WHAT THE TASK ASKS — Scan the listing below and copy every line holding "plate".

ENTRIES SUPPLIED —
• • • • •

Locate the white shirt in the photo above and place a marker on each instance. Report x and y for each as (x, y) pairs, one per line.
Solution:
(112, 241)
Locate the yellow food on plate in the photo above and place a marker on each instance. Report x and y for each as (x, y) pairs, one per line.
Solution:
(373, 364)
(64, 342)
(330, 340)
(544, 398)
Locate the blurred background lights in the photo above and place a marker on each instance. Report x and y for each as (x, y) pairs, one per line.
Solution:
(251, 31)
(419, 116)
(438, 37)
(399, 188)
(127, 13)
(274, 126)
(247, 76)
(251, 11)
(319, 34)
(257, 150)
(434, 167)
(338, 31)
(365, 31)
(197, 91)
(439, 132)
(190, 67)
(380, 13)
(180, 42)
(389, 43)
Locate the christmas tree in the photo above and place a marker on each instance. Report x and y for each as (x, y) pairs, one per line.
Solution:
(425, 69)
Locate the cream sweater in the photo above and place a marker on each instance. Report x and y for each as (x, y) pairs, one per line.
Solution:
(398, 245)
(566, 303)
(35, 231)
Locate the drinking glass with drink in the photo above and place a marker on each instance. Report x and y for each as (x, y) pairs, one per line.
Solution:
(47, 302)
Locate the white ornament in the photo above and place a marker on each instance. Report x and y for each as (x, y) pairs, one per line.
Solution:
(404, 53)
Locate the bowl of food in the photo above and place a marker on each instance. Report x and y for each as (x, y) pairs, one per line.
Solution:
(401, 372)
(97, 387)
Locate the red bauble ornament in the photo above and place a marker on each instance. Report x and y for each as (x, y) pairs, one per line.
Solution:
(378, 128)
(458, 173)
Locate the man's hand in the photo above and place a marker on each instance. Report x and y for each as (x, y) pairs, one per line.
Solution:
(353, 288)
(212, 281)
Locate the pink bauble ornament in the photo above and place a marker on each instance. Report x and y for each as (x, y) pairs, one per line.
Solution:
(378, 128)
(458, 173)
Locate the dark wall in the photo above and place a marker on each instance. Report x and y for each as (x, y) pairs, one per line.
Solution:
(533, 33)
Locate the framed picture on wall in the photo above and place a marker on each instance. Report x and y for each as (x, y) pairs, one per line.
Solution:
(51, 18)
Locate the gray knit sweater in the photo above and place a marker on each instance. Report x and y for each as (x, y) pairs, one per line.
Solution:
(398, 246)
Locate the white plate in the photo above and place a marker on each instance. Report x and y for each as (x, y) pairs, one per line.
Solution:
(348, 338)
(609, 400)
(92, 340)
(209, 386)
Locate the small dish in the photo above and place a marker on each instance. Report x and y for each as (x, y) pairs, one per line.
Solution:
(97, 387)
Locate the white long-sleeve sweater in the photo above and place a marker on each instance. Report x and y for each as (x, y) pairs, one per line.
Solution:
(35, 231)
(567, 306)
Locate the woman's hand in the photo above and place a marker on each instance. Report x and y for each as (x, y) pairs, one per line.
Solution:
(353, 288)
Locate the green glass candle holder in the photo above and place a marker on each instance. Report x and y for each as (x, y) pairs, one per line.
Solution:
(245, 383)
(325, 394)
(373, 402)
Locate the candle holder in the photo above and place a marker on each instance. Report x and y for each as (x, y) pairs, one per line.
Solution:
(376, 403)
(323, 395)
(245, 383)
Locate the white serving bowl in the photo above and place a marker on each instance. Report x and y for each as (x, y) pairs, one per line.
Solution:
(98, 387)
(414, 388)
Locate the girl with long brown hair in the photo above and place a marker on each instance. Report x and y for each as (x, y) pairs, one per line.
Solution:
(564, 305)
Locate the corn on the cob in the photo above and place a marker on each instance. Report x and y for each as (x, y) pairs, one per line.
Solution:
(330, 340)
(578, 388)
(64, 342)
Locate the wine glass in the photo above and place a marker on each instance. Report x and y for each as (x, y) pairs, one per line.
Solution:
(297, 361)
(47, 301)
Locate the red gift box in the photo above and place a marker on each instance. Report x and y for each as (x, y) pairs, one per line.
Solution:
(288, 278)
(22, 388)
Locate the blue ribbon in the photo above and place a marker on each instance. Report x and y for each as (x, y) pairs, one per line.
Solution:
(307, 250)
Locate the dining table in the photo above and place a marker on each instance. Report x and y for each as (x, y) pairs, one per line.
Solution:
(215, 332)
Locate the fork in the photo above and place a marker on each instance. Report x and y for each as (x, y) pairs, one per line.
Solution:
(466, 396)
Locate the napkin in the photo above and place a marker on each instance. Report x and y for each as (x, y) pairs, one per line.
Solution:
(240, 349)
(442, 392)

• • • • •

SOLUTION TO THIS PROBLEM —
Locate the yellow food on plate in the photo above and place a marker on each instance. Report x and y for each as (x, y) pairs, one per line.
Locate the white plate in the photo above and place a marker on each instance. Report x and y for each as (x, y) pairs, one per line.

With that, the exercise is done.